Description of the task: Name every specific font that the font guidance below mentions by name.

-- START OF Reading text --

Two capital letter A in Serif font and Sans-Serif font respectively, with circles that highlights the edges of the strokes and texts that reads: “Serif font examples: Times New Roman, Courier, and Baskerville”; “Sans-Serif font examples: Arial, Calibri, and Verdana”.

  • Some fonts may not be available in most of the common computer systems. For example, Helvetica is a recommended Sans-Serif font. It is available on Mac but not Windows. Be aware that Helvetica text may or may not displayed as Helvetica style in different computers as intended.
  • Avoid only decorative fonts or light fonts.
  • Use 12-point or larger font size for the body text.
    • Appropriate font size can make the content more comfortable and easier to read.
    • Larger fonts would be more accessible for people with visual impairment.
  • Avoid having extremely large and small texts in the same piece of content.
    • Ensure the proportion of font sizes within the same piece of content. Some readers may need to magnify the screen for reading. They may get lost in the texts with extreme font sizes after magnifying the screen.
  • Avoid using all caps and small caps.
    • Text with all caps or small caps may show no differences in the shapes of texts, and all the texts may visually appear a single “rectangle”. It would particularly create barriers to some people with visual impairment and some people with reading disabilities.
  • Use appropriate punctuation. Be aware of punctuation that visually looks similar but symbolize different meanings. Otherwise, it would make users assistive technologies such as screen readers difficult to understand the content.
    • For example, be aware of the differences between the marks of ” inches, ‘ feet, ’ apostrophe, “ ” quotation marks. Use the marks of “smart quotes” as the quotation marks. Do not use the marks of “straight quotes” as the quotation marks.
  • Different assistive technologies may recognize symbols differently.
    • For example, some screen readers may recognize and/or read out the “ – ” symbol differently. Some screen readers may not understand whether the “ – ” symbol represents the meaning or function of “en dash”, “em dash”, “negative”, “minus”, or “hyphen”.
    • Consider spelling out the intended meaning or function of the symbol in text to avoid confusion. For example, write “25% to 50%” instead of “25% – 50%”; and write “A minus” instead of “A-”. Make a remark within the document to indicate the intended meaning or function of the symbols if needed.

-- END OF Reading text --
-- START OF Information provided --

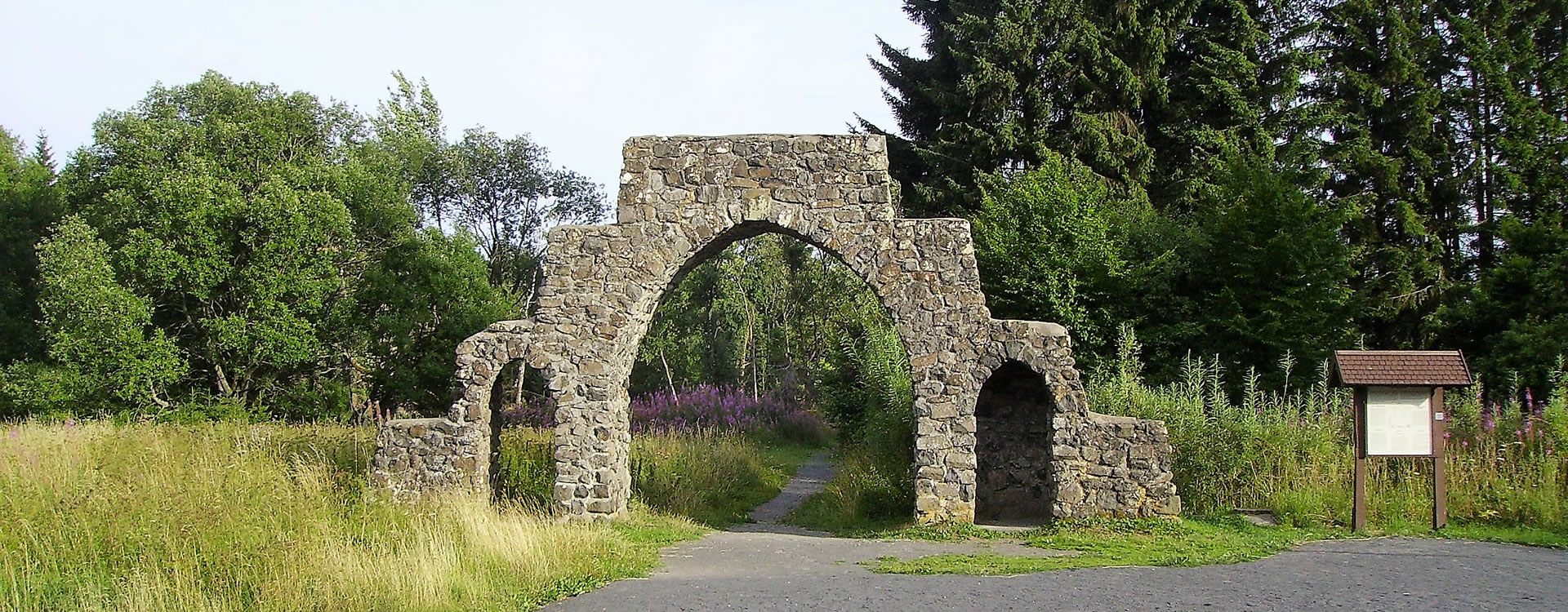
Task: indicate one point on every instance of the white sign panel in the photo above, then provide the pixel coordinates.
(1399, 421)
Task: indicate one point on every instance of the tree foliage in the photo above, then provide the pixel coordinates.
(1316, 174)
(237, 245)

-- END OF Information provided --

Exercise solution: Times New Roman, Courier, Baskerville, Arial, Calibri, Verdana, Helvetica